> WHAT TO PRODUCE: Please quote exactly the lines below from the line containing "Target = doorway" to the line containing "Target = wooden headboard", both lines included, and nothing else.
══ DATA FOR PROCESSING
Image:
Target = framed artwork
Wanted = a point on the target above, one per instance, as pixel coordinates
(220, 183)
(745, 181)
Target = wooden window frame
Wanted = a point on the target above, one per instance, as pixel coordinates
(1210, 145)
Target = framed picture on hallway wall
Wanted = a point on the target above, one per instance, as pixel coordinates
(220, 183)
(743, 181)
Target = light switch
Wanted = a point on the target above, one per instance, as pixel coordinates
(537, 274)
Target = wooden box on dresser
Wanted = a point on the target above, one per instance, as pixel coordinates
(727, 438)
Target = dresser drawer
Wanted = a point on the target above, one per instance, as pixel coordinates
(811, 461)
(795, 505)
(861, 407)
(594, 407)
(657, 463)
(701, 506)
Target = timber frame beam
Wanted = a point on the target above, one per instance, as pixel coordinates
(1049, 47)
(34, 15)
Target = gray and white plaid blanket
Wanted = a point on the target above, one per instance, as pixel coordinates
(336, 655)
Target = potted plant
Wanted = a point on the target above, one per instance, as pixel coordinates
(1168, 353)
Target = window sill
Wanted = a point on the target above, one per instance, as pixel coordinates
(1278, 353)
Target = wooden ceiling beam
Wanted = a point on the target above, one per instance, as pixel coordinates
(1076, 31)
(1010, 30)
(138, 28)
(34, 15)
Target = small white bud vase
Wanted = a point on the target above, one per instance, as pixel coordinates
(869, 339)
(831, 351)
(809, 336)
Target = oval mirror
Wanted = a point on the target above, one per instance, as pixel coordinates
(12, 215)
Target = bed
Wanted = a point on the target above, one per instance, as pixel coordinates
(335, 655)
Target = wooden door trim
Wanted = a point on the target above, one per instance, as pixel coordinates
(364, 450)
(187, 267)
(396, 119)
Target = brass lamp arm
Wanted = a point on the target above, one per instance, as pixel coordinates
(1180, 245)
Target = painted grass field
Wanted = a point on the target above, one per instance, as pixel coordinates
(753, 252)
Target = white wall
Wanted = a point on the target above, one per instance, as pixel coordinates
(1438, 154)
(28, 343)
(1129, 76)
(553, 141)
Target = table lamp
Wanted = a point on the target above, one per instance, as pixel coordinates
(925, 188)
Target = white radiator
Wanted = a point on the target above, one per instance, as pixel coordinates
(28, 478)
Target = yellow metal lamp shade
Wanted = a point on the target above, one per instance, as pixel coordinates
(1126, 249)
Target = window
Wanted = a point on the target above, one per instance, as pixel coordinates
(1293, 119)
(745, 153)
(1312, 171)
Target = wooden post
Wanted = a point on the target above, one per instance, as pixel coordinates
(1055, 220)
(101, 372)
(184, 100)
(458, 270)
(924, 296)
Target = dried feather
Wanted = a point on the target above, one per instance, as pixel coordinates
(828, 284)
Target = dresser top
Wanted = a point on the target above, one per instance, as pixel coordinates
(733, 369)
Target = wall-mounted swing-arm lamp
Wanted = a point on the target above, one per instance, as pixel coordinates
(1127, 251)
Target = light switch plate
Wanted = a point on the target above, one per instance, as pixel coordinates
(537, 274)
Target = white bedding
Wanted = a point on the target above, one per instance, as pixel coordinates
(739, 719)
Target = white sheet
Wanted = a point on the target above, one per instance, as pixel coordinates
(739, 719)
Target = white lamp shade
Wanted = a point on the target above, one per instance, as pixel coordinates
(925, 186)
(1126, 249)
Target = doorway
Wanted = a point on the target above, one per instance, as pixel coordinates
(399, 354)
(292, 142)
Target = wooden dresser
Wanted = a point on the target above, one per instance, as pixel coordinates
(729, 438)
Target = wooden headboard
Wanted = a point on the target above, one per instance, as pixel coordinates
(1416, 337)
════
> SOLUTION TO THIS PROBLEM:
Target = doorway
Wanted = a point on the target above, one per instance, as pixel coordinates
(399, 354)
(292, 142)
Target = wooden dresser
Wanted = a point on the target above, one per instance, as pixel coordinates
(729, 438)
Target = wooden headboard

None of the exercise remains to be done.